## Directions for this task:
Reproduce word for word the lines between those holding "box: [120, 222, 960, 359]" and "342L960 374L950 282L859", inclusive, and nothing else from the data below.

## Data to process:
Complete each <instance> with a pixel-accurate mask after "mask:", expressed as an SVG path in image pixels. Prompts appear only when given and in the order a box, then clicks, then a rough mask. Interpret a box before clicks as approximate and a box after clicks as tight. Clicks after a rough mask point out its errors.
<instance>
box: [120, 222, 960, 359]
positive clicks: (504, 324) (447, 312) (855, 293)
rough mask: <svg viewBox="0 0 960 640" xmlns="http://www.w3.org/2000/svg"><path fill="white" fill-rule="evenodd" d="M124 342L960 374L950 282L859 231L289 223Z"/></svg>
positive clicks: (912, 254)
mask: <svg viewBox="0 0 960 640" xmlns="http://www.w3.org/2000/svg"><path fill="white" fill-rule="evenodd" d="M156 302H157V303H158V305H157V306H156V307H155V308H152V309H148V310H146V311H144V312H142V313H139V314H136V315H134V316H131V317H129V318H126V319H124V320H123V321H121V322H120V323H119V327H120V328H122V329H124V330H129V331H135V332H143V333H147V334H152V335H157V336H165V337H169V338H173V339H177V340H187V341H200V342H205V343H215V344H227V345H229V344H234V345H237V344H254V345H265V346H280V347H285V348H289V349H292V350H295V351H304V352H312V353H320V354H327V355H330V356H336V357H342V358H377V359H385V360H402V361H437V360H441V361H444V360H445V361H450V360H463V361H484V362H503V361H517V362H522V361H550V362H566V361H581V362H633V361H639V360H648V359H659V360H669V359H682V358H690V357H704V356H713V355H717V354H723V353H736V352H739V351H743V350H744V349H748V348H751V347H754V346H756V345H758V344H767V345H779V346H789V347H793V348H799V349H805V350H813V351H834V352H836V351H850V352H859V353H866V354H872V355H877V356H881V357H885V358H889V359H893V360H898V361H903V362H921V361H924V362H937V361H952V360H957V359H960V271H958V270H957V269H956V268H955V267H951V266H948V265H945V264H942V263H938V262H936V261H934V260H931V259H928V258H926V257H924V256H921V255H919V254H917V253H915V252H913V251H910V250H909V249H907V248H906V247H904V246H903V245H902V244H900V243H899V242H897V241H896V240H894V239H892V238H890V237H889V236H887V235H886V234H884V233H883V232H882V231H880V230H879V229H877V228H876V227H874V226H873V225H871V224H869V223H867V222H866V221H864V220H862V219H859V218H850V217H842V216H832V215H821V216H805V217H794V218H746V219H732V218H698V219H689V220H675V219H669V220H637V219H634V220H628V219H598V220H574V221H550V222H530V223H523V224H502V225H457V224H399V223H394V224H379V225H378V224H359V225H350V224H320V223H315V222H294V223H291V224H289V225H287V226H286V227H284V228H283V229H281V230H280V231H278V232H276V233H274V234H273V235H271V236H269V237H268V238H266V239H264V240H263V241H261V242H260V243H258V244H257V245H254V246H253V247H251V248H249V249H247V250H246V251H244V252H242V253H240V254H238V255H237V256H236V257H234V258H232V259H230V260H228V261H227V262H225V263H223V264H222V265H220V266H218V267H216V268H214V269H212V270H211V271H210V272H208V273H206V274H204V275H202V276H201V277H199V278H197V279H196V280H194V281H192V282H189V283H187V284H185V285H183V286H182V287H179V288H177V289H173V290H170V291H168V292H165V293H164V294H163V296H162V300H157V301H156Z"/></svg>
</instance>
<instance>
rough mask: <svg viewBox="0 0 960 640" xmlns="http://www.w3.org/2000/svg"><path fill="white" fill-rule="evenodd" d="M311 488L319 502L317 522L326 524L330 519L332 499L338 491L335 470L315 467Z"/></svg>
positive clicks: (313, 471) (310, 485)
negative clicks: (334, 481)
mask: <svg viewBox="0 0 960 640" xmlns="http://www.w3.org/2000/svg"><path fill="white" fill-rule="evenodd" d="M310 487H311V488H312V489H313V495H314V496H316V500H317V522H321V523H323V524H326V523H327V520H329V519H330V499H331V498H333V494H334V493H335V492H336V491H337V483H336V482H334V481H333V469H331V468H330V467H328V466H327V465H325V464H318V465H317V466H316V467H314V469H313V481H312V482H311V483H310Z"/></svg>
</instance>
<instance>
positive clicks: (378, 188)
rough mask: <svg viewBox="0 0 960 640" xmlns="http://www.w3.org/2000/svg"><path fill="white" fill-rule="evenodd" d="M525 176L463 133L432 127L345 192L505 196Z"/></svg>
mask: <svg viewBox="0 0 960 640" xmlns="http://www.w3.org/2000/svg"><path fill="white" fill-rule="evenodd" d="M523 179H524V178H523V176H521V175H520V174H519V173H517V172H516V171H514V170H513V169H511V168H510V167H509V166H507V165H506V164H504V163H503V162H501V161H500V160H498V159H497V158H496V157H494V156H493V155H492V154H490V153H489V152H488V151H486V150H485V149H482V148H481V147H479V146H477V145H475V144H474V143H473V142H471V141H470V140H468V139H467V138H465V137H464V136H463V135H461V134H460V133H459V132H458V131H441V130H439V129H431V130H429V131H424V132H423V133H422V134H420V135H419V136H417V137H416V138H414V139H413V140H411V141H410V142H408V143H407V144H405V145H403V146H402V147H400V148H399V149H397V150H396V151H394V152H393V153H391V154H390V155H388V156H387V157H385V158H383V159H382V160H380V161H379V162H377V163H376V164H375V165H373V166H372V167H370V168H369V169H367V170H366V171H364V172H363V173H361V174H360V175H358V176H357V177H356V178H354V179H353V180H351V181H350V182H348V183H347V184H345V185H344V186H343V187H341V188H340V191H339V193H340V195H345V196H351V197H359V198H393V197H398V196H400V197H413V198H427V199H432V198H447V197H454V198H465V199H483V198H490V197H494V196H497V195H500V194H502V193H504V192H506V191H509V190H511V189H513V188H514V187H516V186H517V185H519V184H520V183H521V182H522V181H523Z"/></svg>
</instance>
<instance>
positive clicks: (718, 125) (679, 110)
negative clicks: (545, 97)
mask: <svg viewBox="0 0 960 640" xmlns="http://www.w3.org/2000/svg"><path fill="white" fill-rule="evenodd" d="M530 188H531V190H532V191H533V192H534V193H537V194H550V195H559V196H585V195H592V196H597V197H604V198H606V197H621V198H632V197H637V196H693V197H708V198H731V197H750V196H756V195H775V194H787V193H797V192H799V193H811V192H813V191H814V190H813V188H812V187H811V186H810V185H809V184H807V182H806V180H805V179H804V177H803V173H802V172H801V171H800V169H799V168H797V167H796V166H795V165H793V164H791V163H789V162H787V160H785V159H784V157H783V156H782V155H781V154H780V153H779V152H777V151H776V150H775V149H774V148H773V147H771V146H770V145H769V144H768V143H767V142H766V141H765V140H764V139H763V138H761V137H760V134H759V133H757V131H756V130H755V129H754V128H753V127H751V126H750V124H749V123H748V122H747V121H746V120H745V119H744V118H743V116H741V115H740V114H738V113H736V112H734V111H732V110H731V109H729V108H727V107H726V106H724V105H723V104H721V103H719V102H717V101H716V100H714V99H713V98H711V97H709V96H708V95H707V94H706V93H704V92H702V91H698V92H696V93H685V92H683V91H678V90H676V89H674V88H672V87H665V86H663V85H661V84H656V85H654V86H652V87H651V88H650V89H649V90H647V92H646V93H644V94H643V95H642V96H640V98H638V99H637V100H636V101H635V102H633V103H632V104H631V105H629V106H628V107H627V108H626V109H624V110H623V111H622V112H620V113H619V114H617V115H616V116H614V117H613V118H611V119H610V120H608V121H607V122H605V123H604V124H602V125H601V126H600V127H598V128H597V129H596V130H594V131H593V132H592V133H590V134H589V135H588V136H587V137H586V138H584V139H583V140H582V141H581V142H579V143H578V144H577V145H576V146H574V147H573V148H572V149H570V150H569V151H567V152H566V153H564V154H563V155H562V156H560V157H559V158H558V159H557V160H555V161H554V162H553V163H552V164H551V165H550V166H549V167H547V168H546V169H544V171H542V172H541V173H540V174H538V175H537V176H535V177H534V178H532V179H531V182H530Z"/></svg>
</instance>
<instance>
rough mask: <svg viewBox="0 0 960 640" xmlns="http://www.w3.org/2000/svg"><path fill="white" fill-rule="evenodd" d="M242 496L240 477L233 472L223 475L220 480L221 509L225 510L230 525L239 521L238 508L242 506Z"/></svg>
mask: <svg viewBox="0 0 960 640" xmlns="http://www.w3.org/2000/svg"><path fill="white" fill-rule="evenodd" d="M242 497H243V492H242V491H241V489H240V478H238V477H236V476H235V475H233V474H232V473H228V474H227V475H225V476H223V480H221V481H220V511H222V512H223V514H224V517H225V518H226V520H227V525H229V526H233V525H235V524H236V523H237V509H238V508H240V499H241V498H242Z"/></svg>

## Solution for this task:
box: [120, 222, 960, 359]
positive clicks: (504, 324) (447, 312) (855, 293)
rough mask: <svg viewBox="0 0 960 640" xmlns="http://www.w3.org/2000/svg"><path fill="white" fill-rule="evenodd" d="M124 342L960 374L950 282L859 231L289 223Z"/></svg>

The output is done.